YOUR TASK:
Rescale the coordinates in the items from the line containing "Reviewer note: make sure each instance of the red" through the line containing "[(288, 227), (353, 229)]", both ends included. Copy every line in that stretch, requests too, and multiply each coordinate in the answers by 1.4, rounding to whole numbers with halves going up. Give only those lines.

* start *

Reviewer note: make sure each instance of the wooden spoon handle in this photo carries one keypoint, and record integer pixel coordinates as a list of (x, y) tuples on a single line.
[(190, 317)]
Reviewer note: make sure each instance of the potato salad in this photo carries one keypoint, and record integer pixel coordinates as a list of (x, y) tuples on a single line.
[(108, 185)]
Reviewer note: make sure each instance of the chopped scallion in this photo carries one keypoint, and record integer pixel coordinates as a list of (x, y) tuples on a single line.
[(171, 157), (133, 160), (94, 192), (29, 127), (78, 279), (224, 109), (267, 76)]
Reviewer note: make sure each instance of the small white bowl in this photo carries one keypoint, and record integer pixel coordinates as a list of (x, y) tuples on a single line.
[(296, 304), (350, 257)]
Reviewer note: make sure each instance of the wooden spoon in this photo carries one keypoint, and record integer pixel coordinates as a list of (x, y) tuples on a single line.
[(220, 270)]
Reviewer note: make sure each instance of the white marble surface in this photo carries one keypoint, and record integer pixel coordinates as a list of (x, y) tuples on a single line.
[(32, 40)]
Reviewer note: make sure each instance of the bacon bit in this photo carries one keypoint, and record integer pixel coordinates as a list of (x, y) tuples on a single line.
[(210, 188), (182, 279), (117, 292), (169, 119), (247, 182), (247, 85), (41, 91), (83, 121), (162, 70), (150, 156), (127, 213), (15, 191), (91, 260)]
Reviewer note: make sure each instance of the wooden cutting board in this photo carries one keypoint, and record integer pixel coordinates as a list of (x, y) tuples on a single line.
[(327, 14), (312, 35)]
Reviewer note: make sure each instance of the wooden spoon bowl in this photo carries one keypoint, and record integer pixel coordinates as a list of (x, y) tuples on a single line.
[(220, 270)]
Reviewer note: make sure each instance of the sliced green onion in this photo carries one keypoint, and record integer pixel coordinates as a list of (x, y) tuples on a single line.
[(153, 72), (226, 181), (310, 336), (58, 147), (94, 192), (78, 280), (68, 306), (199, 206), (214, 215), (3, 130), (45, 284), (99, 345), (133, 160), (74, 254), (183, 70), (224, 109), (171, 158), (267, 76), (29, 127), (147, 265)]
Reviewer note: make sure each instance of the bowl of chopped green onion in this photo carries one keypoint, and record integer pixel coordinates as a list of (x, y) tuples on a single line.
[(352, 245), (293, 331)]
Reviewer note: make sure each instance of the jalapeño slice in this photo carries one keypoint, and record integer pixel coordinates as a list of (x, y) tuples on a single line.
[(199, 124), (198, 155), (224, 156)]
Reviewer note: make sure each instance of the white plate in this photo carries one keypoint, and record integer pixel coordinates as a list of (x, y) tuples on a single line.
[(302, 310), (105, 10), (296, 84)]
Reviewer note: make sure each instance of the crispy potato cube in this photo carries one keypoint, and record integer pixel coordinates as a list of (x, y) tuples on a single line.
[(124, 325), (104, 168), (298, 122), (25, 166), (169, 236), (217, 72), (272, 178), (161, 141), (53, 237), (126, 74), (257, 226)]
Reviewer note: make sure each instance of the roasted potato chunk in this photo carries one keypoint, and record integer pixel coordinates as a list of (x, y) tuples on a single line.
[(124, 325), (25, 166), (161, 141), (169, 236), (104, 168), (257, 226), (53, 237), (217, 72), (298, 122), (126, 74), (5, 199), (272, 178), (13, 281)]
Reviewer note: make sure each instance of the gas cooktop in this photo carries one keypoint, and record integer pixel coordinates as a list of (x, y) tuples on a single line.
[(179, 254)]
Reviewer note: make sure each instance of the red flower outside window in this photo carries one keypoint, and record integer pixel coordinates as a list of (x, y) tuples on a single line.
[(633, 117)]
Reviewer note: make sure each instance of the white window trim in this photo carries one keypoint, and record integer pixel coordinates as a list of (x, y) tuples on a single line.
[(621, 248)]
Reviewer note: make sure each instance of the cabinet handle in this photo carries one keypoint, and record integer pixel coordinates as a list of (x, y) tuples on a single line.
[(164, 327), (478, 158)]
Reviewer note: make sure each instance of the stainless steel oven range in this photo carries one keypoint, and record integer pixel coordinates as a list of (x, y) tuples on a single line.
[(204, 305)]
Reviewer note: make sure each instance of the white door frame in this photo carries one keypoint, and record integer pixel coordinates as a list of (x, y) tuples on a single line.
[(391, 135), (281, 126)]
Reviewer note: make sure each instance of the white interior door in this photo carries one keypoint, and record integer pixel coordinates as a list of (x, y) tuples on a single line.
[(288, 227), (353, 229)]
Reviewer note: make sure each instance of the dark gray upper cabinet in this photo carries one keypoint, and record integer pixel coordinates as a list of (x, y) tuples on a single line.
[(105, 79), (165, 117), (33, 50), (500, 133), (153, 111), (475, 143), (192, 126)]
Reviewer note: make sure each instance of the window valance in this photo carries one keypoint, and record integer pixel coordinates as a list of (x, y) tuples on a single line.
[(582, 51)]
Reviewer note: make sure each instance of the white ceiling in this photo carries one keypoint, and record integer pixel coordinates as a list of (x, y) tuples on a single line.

* end *

EXPECTED ANSWER:
Reviewer note: make sure each instance of the red flower outside window in this photo carries one keypoint, and record integer pixel coordinates as a list of (x, y) tuples on a single line.
[(886, 164)]
Reviewer note: make sure each instance of the white window trim in this photo carries one keypoint, and record integer pixel coordinates as a list of (x, y) tuples on a single line.
[(869, 347)]
Reviewer note: make sure each instance of the cabinet handle in this photo carries one keypoint, and record integer pixel coordinates as a list of (x, y) tuples on a single line.
[(230, 458), (669, 221)]
Reviewer note: make sure each instance of the stainless steel oven range in this photo carries one keypoint, and record integer pixel coordinates as a list of (x, y) tuples on a single line.
[(286, 427)]
Reviewer note: make sure each instance of the white door frame in this photo carries one keypoint, and record integer pixel coordinates as a list of (x, y) tuples on a single line.
[(547, 189), (393, 176)]
Reviewer note: make sure each instance of the white interior door in this photo carries one keypoint, and record integer pixel coordinates as a list of (x, y) tuples on a single line.
[(403, 318), (494, 321)]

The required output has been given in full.